DIRECTIONS — Your task is to quote the material that follows, in full and exactly.

MATERIAL FOR THIS EXERCISE —
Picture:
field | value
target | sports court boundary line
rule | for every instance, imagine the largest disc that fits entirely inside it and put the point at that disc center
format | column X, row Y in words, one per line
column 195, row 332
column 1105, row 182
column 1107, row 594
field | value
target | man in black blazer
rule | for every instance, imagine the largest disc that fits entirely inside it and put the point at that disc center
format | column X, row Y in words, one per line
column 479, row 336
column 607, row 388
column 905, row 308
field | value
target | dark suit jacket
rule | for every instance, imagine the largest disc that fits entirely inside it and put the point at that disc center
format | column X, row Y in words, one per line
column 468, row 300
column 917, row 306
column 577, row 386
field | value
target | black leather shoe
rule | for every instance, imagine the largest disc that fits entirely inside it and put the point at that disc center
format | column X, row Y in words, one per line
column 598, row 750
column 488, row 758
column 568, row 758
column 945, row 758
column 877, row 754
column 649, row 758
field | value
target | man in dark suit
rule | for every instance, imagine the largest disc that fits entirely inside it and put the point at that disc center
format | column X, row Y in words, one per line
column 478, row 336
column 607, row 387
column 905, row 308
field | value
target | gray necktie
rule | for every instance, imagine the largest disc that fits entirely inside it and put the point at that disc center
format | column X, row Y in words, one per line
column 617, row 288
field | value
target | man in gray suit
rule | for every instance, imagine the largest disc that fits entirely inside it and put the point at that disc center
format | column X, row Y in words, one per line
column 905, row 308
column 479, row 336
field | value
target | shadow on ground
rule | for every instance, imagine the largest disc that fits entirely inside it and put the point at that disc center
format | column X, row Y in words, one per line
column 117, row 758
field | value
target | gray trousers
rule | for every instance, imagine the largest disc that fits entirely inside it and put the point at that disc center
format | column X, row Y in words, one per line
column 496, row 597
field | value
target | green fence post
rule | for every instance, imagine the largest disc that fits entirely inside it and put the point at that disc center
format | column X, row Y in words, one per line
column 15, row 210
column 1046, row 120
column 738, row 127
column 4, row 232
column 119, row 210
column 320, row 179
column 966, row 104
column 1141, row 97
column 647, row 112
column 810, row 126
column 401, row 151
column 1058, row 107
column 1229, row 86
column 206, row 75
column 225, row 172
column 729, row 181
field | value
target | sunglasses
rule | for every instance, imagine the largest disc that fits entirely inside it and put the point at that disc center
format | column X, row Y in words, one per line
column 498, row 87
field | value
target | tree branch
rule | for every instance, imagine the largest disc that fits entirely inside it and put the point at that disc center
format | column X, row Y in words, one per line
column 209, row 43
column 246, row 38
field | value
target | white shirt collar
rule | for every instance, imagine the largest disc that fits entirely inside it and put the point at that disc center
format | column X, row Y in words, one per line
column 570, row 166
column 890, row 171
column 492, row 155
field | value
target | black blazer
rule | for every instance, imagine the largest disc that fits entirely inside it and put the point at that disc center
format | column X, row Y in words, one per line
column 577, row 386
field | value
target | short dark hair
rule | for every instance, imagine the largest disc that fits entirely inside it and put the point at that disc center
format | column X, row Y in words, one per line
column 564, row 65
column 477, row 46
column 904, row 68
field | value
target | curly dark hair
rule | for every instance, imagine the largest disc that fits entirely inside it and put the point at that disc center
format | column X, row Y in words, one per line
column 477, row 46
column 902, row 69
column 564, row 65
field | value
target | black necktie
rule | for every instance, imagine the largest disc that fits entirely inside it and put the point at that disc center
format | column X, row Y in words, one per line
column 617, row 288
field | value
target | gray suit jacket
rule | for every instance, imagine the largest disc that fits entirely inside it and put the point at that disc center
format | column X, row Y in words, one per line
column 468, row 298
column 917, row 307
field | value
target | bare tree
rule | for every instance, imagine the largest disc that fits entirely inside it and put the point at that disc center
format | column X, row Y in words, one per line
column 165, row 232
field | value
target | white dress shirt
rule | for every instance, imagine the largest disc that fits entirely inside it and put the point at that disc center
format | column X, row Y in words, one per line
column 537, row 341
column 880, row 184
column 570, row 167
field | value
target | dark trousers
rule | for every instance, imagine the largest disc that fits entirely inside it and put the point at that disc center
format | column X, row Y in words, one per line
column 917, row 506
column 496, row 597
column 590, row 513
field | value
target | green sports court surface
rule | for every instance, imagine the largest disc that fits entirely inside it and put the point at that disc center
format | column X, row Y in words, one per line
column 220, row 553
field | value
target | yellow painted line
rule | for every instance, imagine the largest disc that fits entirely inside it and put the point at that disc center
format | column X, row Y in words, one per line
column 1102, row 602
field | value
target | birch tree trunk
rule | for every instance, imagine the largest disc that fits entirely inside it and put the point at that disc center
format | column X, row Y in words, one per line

RESULT BELOW —
Picture:
field | value
target | sports court boundary line
rule | for every instance, imagine the largest disc that fits entirely inside it and put the point at that disc center
format | column X, row Y in words, one per line
column 195, row 332
column 1105, row 182
column 1107, row 594
field | value
target | man in black blazer
rule | for every instance, imagine the largest disc that fits entirely inside it and put the point at that disc center
format | column X, row Y in words, one per line
column 479, row 336
column 607, row 388
column 905, row 308
field | value
target | dark suit jacket
rule | for every instance, imagine the largest disc that fits entirely inside it and put the point at that disc center
format | column X, row Y in words, one per line
column 468, row 300
column 917, row 306
column 577, row 386
field | value
target | black leather shoe
rule | for every instance, imagine the largest disc that fits entirely inside it and put the point at that disc center
format | column X, row Y in words, one per line
column 598, row 750
column 488, row 758
column 568, row 758
column 945, row 758
column 877, row 754
column 649, row 758
field | value
target | man in dark suit
rule | for every instance, imagine the largest disc that fits entirely inside it and put the point at that disc center
format | column X, row Y in words, one per line
column 478, row 336
column 607, row 387
column 905, row 308
field | value
target | gray necktie
rule | for every instance, imagine the largest disc that fits entirely inside it and put the point at that disc center
format | column X, row Y in words, one per line
column 617, row 288
field | value
target | man in gray suit
rule | for every instance, imagine the largest disc that fits entirely inside it and put the point at that disc center
format | column X, row Y in words, one per line
column 905, row 308
column 479, row 336
field | value
target | shadow on ground
rule | for every instance, imagine the largest disc that fits entirely inside it and put the point at that disc center
format | column X, row Y in words, one per line
column 117, row 758
field | value
target | gray trousers
rule | for every instance, imagine the largest disc that fits entirely inside it and put the point at that disc center
format | column X, row Y in words, one per line
column 496, row 597
field | value
target | green fence post
rule | for every instance, imagine the largest disc that fits entirely inside it and put the point at that disc center
format | column X, row Y in words, one per line
column 15, row 210
column 1046, row 120
column 738, row 127
column 4, row 232
column 119, row 210
column 320, row 179
column 966, row 104
column 1141, row 97
column 647, row 112
column 810, row 126
column 401, row 151
column 1058, row 107
column 1229, row 86
column 206, row 75
column 225, row 172
column 729, row 181
field | value
target | sunglasses
rule | for every instance, imagine the largest disc that fits entirely inside it and put the point at that disc center
format | column X, row Y in words, one per line
column 498, row 87
field | value
target | tree branch
rule | for every instance, imagine the largest disc that fits entirely inside it and put the point at that disc center
format | column X, row Y in words, one per line
column 209, row 43
column 246, row 38
field | value
target | white shirt collar
rule | for every instance, imagine the largest disc that fits entirely inside it and put the point at that disc center
format | column X, row Y in words, one per line
column 570, row 166
column 890, row 171
column 492, row 155
field | value
target | black blazer
rule | for every instance, imagine the largest disc that fits entirely inside it and put the point at that disc center
format | column X, row Y in words, one per line
column 577, row 386
field | value
target | short dark hair
rule | for every instance, imagine the largest disc that fits entirely inside it and put the point at that disc center
format | column X, row Y in words, one per line
column 564, row 65
column 477, row 46
column 904, row 68
field | value
target | curly dark hair
rule | for every instance, imagine the largest disc that fits entirely inside it and put the point at that disc center
format | column X, row Y in words, one per line
column 477, row 46
column 902, row 69
column 564, row 65
field | value
target | black necktie
rule | for every instance, imagine the largest disc that fits entirely inside it and put the point at that disc center
format | column X, row Y in words, one per line
column 617, row 288
field | value
target | gray suit jacket
rule | for every instance, imagine the largest disc that fits entirely inside it and put the point at that disc center
format | column X, row Y in words, one per line
column 468, row 298
column 917, row 307
field | value
target | bare tree
rule | for every instance, imagine the largest disc that fits entirely inside it and put the point at that disc center
format | column X, row Y in words, one per line
column 165, row 232
field | value
target | white dress shirt
rule | for every instance, imagine the largest disc that fits entirely inside it and put the point at that disc center
format | column X, row Y in words, one per line
column 537, row 341
column 880, row 184
column 570, row 167
field | value
target | dark trousers
rule | for every instance, imagine the largest disc that fits entirely inside it and put the point at that disc center
format | column X, row Y in words, one per line
column 917, row 506
column 496, row 597
column 590, row 513
field | value
target | green sports court surface
rule | for every instance, imagine the largest disc that fits entirely inside it and put the point at that disc center
format | column X, row Y in words, one per line
column 220, row 553
field | value
target | yellow painted line
rule | for every instance, imagine the largest disc that fits entirely inside it and put the point at that disc center
format | column X, row Y in words, one per line
column 1102, row 602
field | value
target | birch tree trunk
rule | for every instance, imagine the largest disc that fits entirely inside it and put the point at that disc center
format | column X, row Y in words, one per line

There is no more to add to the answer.